→ What to produce:
Find every line of the material below that contains the word "tree" and copy each of those lines. Letter case matters.

------ Records to use ------

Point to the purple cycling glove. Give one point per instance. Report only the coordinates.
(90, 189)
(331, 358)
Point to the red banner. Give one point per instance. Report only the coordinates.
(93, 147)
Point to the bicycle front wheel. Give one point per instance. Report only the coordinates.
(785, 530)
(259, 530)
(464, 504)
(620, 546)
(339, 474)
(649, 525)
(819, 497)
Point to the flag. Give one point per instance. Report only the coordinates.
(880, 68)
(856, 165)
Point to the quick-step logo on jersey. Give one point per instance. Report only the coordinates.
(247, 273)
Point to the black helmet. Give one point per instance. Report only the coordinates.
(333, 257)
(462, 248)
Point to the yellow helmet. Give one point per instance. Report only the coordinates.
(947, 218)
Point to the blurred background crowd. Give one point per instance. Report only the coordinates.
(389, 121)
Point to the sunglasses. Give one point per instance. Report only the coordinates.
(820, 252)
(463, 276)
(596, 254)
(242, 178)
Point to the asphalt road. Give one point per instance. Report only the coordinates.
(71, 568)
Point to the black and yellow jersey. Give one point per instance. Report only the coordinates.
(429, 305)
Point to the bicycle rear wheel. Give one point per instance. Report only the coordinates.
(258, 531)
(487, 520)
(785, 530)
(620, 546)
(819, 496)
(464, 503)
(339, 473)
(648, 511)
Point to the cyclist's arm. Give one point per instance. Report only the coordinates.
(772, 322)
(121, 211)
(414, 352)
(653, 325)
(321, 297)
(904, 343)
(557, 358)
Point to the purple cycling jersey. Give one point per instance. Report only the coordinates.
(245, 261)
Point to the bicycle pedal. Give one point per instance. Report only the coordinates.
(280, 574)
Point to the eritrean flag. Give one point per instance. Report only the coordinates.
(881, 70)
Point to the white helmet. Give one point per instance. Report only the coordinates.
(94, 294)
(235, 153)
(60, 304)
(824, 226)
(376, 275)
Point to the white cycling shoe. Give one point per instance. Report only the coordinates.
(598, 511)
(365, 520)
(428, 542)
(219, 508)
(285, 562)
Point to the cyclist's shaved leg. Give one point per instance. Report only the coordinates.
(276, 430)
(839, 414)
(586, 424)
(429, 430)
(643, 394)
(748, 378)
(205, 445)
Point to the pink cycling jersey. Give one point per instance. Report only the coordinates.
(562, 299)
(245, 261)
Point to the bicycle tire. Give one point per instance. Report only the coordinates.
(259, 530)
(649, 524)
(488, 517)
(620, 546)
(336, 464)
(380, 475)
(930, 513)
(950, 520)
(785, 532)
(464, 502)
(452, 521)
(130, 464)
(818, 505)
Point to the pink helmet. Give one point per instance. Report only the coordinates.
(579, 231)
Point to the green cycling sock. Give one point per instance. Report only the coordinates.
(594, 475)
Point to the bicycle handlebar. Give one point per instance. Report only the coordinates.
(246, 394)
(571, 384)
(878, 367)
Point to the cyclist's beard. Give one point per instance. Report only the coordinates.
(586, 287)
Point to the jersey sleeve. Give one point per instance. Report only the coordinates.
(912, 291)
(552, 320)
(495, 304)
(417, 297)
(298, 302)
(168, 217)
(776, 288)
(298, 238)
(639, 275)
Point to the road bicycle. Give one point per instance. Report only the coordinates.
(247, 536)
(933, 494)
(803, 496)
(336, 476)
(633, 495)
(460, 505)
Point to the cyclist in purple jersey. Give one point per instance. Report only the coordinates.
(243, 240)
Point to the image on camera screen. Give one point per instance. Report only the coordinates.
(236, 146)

------
------ Records to use ------

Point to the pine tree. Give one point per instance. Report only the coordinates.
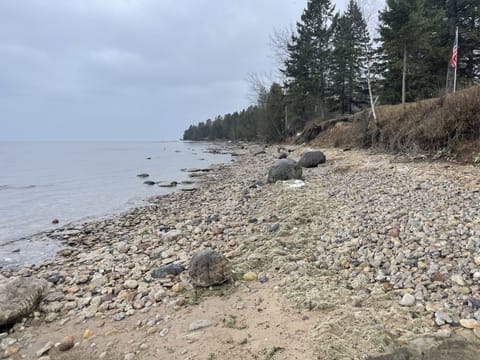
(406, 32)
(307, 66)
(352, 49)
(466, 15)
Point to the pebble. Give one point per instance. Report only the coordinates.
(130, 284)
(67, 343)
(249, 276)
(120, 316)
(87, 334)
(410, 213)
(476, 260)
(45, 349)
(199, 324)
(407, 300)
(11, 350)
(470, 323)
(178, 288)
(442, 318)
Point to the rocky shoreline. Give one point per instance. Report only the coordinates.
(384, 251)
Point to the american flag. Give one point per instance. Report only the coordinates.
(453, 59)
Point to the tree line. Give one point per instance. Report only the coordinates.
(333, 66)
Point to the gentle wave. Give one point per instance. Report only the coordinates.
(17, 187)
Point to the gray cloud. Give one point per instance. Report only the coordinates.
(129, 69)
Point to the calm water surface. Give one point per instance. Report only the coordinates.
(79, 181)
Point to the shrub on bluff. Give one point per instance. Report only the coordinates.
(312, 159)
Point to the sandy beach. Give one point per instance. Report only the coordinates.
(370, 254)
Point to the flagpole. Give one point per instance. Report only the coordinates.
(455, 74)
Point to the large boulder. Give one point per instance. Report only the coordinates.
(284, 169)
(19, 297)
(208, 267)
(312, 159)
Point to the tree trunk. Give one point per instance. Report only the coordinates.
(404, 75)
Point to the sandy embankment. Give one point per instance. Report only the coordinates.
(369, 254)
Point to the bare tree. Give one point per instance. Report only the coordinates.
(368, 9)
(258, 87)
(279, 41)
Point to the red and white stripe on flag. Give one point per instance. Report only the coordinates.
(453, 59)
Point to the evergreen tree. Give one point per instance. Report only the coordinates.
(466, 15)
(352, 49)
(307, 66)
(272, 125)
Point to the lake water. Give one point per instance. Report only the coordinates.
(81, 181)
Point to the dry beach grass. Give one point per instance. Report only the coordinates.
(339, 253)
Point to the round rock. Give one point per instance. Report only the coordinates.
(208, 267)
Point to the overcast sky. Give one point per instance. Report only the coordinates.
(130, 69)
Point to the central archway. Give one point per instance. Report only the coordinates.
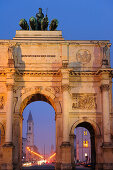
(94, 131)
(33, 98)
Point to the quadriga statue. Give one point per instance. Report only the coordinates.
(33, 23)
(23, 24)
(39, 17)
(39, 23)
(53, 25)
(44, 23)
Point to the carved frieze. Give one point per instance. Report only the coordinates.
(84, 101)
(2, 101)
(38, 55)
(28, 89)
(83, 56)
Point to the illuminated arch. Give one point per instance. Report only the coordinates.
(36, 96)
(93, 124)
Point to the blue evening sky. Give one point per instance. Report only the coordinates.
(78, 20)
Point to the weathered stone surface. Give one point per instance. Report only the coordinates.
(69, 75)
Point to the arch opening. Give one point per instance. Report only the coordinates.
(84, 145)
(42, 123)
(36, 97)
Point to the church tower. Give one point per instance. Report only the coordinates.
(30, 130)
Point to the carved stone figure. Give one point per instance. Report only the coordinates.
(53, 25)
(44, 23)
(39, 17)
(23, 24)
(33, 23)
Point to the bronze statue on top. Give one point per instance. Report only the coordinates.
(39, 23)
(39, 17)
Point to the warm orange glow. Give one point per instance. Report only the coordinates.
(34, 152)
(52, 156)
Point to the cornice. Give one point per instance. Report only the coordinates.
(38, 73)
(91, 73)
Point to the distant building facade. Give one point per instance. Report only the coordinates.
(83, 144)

------
------ Records to use ------

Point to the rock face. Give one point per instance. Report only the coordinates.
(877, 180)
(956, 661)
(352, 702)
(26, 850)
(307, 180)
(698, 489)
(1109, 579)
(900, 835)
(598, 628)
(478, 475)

------

→ Response to the exercise:
Point to the pine tree. Give one point per instance. Report only the coordinates.
Point to the tree line. Give one point per instance. Report only the coordinates.
Point to the tree trunk. Give one point per instance. Report only the coordinates.
Point to the bare tree. Give one point per instance. Report only the coordinates.
Point to the evergreen tree. Give one point per instance. Report only the coordinates.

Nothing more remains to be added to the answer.